Required action: Without the pictures, can you quote each line below exactly?

==== Data for review ====

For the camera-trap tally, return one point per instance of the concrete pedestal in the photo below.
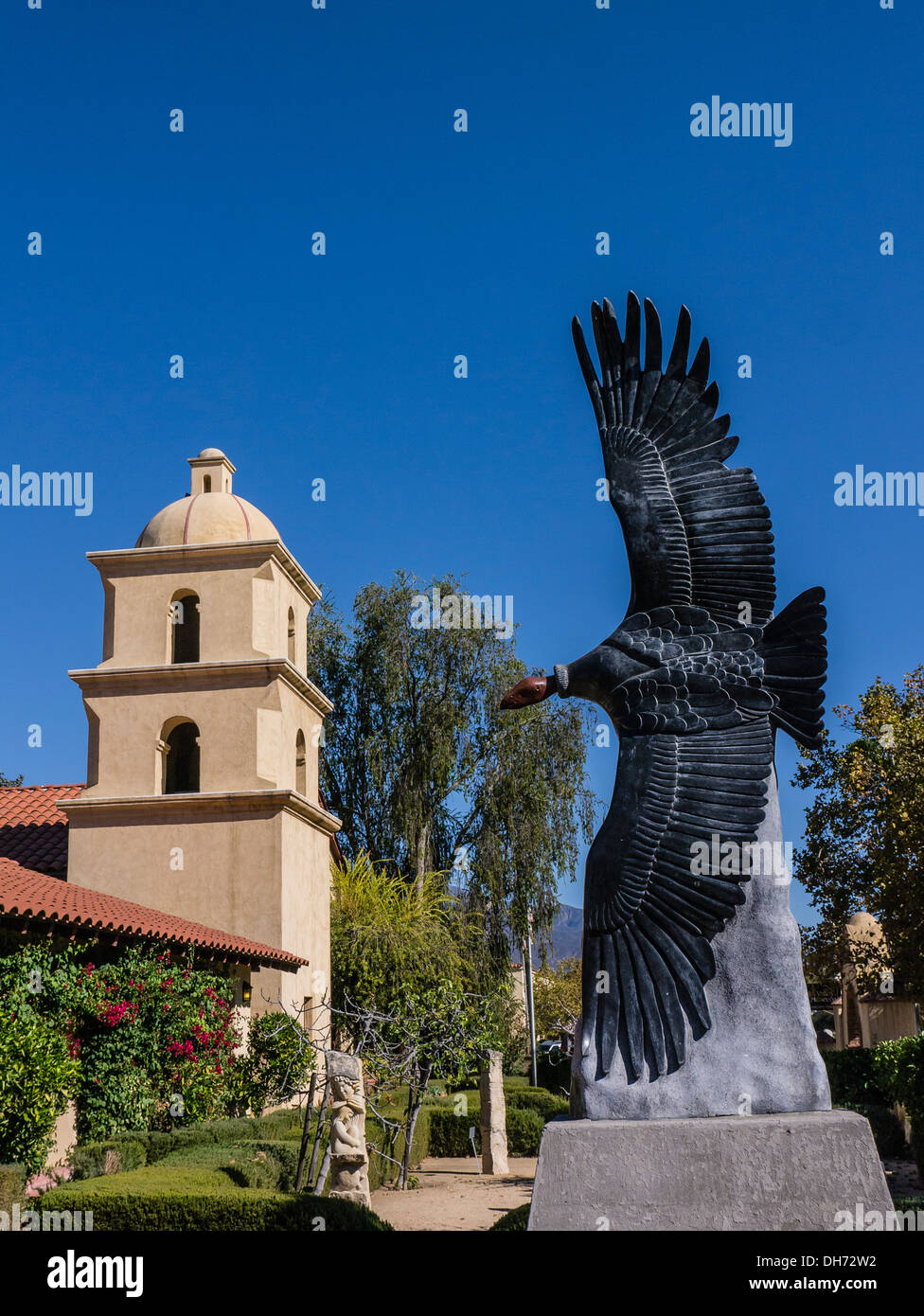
(759, 1171)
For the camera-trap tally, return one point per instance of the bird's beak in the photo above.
(530, 690)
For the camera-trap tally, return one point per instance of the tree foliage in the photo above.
(37, 1078)
(428, 773)
(388, 934)
(557, 998)
(863, 845)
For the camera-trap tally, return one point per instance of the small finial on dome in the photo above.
(211, 471)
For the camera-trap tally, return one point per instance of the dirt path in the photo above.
(453, 1195)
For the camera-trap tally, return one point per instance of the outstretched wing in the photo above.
(695, 530)
(650, 908)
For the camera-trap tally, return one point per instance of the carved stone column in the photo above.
(494, 1116)
(349, 1158)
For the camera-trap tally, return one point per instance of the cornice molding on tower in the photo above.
(188, 677)
(205, 803)
(182, 556)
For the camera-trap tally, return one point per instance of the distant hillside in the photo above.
(566, 934)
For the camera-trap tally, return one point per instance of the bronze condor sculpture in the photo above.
(697, 679)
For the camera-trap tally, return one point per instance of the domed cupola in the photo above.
(211, 512)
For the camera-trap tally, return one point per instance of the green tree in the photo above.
(388, 934)
(557, 998)
(276, 1062)
(429, 774)
(863, 845)
(37, 1079)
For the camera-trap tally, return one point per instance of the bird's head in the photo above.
(530, 690)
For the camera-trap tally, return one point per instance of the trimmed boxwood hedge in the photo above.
(12, 1186)
(213, 1212)
(97, 1158)
(537, 1099)
(852, 1078)
(449, 1132)
(887, 1130)
(518, 1218)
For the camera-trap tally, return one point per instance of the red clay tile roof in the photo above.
(33, 830)
(37, 897)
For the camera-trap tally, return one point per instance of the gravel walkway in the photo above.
(453, 1195)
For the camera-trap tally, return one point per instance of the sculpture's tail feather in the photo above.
(795, 662)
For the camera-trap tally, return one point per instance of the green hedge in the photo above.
(852, 1078)
(12, 1186)
(887, 1130)
(97, 1158)
(213, 1212)
(555, 1074)
(917, 1147)
(449, 1133)
(537, 1099)
(516, 1218)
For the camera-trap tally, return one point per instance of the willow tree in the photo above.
(425, 770)
(863, 845)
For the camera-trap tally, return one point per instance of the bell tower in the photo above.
(202, 791)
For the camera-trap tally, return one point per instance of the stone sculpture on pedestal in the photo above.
(694, 1001)
(349, 1157)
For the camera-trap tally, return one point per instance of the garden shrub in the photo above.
(555, 1073)
(98, 1158)
(449, 1132)
(516, 1218)
(853, 1078)
(899, 1066)
(537, 1099)
(253, 1169)
(37, 1079)
(887, 1130)
(276, 1062)
(215, 1212)
(917, 1145)
(12, 1186)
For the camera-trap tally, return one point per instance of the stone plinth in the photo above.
(494, 1116)
(759, 1057)
(764, 1171)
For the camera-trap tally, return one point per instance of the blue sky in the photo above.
(437, 243)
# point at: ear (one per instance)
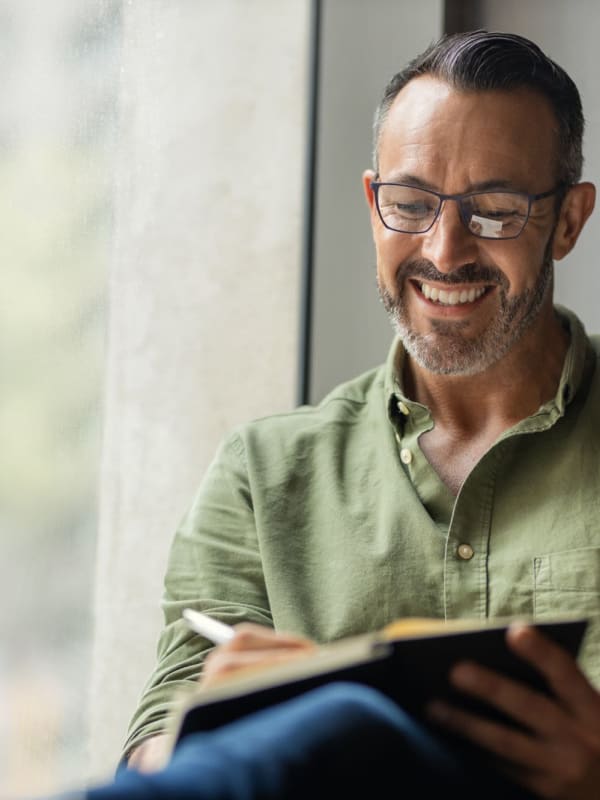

====

Result of this task:
For the camera-trap tally, return one point per instance of the concrete pedestal in the photo below.
(759, 1171)
For the camera-trap tally, return one point per instance of the bird's beak in the photo above.
(530, 690)
For the camera-trap tally, return one point per instance of the tree foliage in the photo above.
(37, 1078)
(428, 773)
(388, 934)
(557, 998)
(863, 845)
For the camera-trap tally, return one point per instance of the small finial on dome in the photo above.
(211, 471)
For the camera-trap tally, return one point per instance of the dirt path in the photo above.
(453, 1195)
For the camera-trap tally, return one point per instance of the outstretched wing in the photo above.
(695, 530)
(650, 908)
For the camera-trap tally, return one point per instance of the carved stone column in the photo above.
(494, 1116)
(349, 1158)
For the camera-trap tally, return one point per instance of the cornice molding on tower in the photo above.
(188, 677)
(205, 803)
(182, 556)
For the camera-trap tally, return one point per instance of the distant hillside in the photo above.
(566, 934)
For the camera-trap tally, return one point per instance of the bronze condor sculpture in the photo above.
(697, 679)
For the camera-trap tally, return one point per instance of the domed cupola in the photo above.
(211, 512)
For the camera-trap tally, return one point per instance of the green tree in the photo above.
(388, 934)
(557, 998)
(276, 1062)
(429, 774)
(863, 845)
(37, 1079)
For the camera-trap tally, return one point per instance of the bird's head in the photo above.
(530, 690)
For the camera-trap tally, return one point per instance of the trimmed boxwood hedge in the photo above.
(12, 1186)
(213, 1212)
(97, 1158)
(537, 1099)
(852, 1078)
(449, 1132)
(887, 1130)
(518, 1218)
For the camera-trap tally, return one point per instance of the red clay tile roof in the photo above.
(33, 830)
(37, 897)
For the camera-trap tally, return one point per instance of the gravel walkway in the photo above.
(453, 1195)
For the camera-trap tally, return one point per instance of the sculpture's tail feather in the photo above.
(795, 662)
For the camera-trap tally, return one point per instance of the green hedge in the photo above.
(852, 1078)
(12, 1186)
(887, 1130)
(97, 1158)
(213, 1212)
(555, 1074)
(917, 1147)
(449, 1133)
(537, 1099)
(516, 1218)
For the camera-trap tally, return one point per instance of the willow tree in the photo above.
(425, 770)
(863, 845)
For the camera-trap tally, return one point per instance of the bell tower in the photo above.
(202, 791)
For the camera-trap tally, return one point per instance of the stone sculpture on pedestal in the photo above.
(694, 1001)
(349, 1157)
For the camera-trap tally, return one point per instance of the garden shrub in the photo above.
(555, 1073)
(98, 1158)
(449, 1132)
(516, 1218)
(853, 1078)
(899, 1066)
(537, 1099)
(253, 1169)
(37, 1079)
(887, 1130)
(276, 1062)
(215, 1212)
(917, 1145)
(12, 1186)
For the camera-trap tally, return one point per instance of the stone plinth in the photo above.
(494, 1116)
(759, 1057)
(764, 1171)
For the camera-trap tally, return one point per instance of the blue sky in the photo above.
(437, 243)
# point at: ear (one per instance)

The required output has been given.